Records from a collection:
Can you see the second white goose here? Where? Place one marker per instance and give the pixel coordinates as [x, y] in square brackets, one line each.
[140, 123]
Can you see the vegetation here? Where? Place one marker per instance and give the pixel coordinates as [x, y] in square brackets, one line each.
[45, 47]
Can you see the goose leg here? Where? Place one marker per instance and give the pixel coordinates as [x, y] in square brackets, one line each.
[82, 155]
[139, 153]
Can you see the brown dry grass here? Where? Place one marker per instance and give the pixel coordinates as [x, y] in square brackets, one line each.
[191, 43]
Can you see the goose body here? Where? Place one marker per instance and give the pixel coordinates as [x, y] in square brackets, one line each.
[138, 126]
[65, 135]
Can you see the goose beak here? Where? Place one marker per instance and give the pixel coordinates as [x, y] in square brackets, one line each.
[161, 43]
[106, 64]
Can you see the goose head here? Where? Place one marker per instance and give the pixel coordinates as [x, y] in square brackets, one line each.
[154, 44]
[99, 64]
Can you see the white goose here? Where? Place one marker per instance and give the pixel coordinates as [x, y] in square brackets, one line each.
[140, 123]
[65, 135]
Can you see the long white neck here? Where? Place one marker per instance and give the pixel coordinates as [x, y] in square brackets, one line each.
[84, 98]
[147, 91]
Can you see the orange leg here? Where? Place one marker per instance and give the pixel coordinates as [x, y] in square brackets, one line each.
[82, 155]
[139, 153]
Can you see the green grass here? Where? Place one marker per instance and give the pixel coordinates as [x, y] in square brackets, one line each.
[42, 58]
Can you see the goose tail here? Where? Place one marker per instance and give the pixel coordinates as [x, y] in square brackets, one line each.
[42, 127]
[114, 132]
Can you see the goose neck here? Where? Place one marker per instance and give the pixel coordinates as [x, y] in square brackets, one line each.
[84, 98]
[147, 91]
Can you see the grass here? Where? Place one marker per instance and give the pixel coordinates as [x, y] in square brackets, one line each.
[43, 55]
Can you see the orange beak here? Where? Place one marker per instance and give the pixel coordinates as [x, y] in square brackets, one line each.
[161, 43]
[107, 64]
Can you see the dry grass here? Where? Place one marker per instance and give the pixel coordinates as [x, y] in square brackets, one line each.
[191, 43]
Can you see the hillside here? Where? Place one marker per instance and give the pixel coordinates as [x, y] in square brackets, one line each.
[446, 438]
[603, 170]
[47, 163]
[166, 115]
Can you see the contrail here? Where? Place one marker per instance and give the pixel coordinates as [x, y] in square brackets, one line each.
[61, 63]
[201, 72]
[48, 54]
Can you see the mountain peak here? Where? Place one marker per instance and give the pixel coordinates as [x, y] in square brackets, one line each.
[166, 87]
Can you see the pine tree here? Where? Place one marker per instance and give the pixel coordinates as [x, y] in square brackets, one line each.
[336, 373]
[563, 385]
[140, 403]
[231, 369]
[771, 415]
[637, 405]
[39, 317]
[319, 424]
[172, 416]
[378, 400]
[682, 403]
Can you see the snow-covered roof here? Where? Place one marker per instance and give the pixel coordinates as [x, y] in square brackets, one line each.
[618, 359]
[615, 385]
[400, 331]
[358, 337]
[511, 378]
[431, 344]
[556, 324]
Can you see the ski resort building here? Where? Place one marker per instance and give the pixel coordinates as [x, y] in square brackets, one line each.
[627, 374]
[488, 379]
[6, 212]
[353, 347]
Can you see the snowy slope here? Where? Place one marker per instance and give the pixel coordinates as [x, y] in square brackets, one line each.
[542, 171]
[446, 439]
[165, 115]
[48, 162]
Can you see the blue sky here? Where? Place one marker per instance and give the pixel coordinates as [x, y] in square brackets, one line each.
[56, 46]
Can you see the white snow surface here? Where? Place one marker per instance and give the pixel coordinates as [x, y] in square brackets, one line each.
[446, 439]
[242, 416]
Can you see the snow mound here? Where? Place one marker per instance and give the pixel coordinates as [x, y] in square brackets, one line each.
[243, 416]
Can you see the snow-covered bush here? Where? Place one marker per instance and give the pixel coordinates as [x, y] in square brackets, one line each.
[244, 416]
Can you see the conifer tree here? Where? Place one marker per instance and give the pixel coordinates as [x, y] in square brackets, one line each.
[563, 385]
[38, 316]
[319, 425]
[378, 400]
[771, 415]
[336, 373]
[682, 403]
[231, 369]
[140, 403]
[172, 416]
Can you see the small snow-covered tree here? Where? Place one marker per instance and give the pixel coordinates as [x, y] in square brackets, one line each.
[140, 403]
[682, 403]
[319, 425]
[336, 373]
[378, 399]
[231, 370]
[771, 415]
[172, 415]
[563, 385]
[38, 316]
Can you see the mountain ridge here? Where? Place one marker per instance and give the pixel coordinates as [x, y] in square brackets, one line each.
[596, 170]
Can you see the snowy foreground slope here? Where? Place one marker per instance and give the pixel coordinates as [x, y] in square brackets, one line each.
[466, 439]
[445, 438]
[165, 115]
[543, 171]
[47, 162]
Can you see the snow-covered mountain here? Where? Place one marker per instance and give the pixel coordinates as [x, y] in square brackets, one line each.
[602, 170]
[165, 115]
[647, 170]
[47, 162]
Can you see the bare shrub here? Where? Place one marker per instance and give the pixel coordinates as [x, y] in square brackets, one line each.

PROBLEM:
Quote all the records. Keep every word exact.

RESPONSE:
Can you see the second white goose here? Where? Place one marker per instance and give the pixel coordinates as [x, y] in square brackets, one line each.
[140, 123]
Can you see the vegetation here? Where? Place one marker per instance and give the pixel coordinates as [x, y] in square brackets, one line each.
[45, 47]
Can you see the goose leg here? Where? Place one marker per instance and give the pixel coordinates as [x, y] in square brackets, one line each.
[82, 155]
[139, 153]
Can you see the brown dry grass here? Where? Place one marker per instance and give the pixel coordinates as [x, y] in square brackets, one line each.
[191, 43]
Can you see the goose body here? Where? Place one marker per instance and give the pixel coordinates as [x, y] in square brackets, one line each.
[138, 126]
[65, 135]
Can you see the goose beak here? Where? Place one marker per instance and give the pixel coordinates as [x, y] in square brackets, one line each.
[161, 43]
[106, 64]
Can you see the goose head here? Where? Place one marker per instance and give the pixel coordinates as [x, y] in square brackets, one line each.
[154, 44]
[99, 64]
Can you see the white goose here? Where? Place one marker per instance and give the pixel coordinates as [x, y] in square brackets, one line each.
[140, 123]
[65, 135]
Can you see the long white neck here? Where? Place one marker per instance and give the pixel coordinates as [x, y] in square brackets, one line each.
[84, 98]
[147, 91]
Can you see the orange leg here? Where? Place one marker per instance and give the pixel coordinates as [x, y] in square brackets, one line each.
[82, 155]
[139, 153]
Can you see the green grass here? Where? Place one marker per instance and give the pixel coordinates as [x, y] in square brackets, one line each.
[42, 58]
Can you see the goose tail here? Where? Place one marker per instance and give the pixel coordinates as [x, y] in square brackets, one line each.
[42, 127]
[114, 132]
Can you see the goose neck here? Where? Place one marker per instance and give the pixel coordinates as [x, y] in square brackets, one line each.
[84, 98]
[147, 91]
Can you see the grass here? Where? Place one marker per instance and give the pixel coordinates as [x, y] in square brackets, one line each.
[43, 55]
Can you see the orange beak here? Where? Place one marker per instance and give the pixel coordinates as [x, y] in square brackets, one line each.
[161, 43]
[107, 64]
Can you see the dry grass here? Where? Place one marker per instance and give the pixel coordinates as [x, y] in square brackets, one line each.
[191, 43]
Can you see the hillside here? Where? Place one marker per instance and give the pixel coordinates as [x, y] in square brackets, one line each.
[446, 438]
[603, 170]
[47, 163]
[166, 115]
Can you see the contrail here? Where? Place one marker per instance and give the pixel coordinates as [x, y] in square brackets, one line each.
[61, 63]
[201, 72]
[48, 54]
Can you see the mountain peak here? Where? Place one marker per instance and give the pixel coordinates as [x, y] in square brackets, one line each.
[166, 87]
Can you see the pine tree here? Where? Place one marker per instance and give the pixel coordinates as [x, y] in square brackets, one line each.
[336, 373]
[563, 385]
[140, 403]
[231, 369]
[771, 415]
[637, 405]
[39, 317]
[319, 424]
[172, 416]
[378, 400]
[682, 403]
Can you see the snow-covered roof here? Where? Place one marker per instance and give the pixel coordinates as [x, y] in square brackets, one line each.
[618, 359]
[615, 385]
[400, 331]
[358, 337]
[511, 378]
[431, 344]
[556, 324]
Can you see the ski resort building here? Where? Place one marker per instance and give the pixel coordinates as [x, y] in square brackets, one line each.
[627, 374]
[488, 379]
[6, 212]
[353, 347]
Can you see the snowy slope here? Where? Place one marker per instance and give the pixel coordinates as [x, y] in square brackets, one line each.
[542, 171]
[446, 439]
[165, 115]
[48, 162]
Can you see the blue sky here? Where? Place one marker per instance and give the pixel coordinates as [x, y] in square brackets, one line each.
[56, 46]
Can you see the white snow surface here? Where? Place one marker per instance and give the pixel coordinates as [x, y] in square brackets, one line each.
[446, 439]
[242, 416]
Can you see the snow mound here? Where? Place one marker per instance and give the pixel coordinates as [x, y] in square brackets, one line each.
[243, 416]
Can you see the snow-covered bush here? Where? Place one marker per instance and give the pixel coordinates as [x, y] in square brackets, one line each.
[244, 416]
Can you see the conifer tree here? Where? Place one marker per instance and give the pixel coordinates as [x, y] in square brackets, one line each.
[563, 385]
[38, 316]
[319, 425]
[378, 400]
[771, 415]
[336, 373]
[682, 403]
[231, 369]
[140, 403]
[172, 416]
Can you see the small snow-covered tree here? Where? Place one marker per instance and give the pixel coordinates as [x, y] in square brackets, one line each.
[140, 403]
[682, 403]
[319, 425]
[336, 373]
[378, 399]
[231, 370]
[771, 415]
[172, 415]
[563, 385]
[38, 316]
Can you see the mountain ridge here? Where? Place one marker per instance and give the pixel coordinates as [x, y] in square brackets, one line each.
[596, 170]
Can you see the snowy foreground slope here? Where? Place one marker per instance and give the pixel coordinates as [x, y] in square brackets, one line each.
[466, 439]
[445, 438]
[165, 115]
[543, 171]
[47, 162]
Can you see the snow-covered mountain here? Where? Place one marker per instance and give the pixel coordinates as [x, y] in square brackets, one line each.
[602, 170]
[165, 115]
[647, 170]
[47, 162]
Can you see the bare shrub here? Where? Place one marker per instance and give the pixel coordinates as [x, y] in square brackets, one line each.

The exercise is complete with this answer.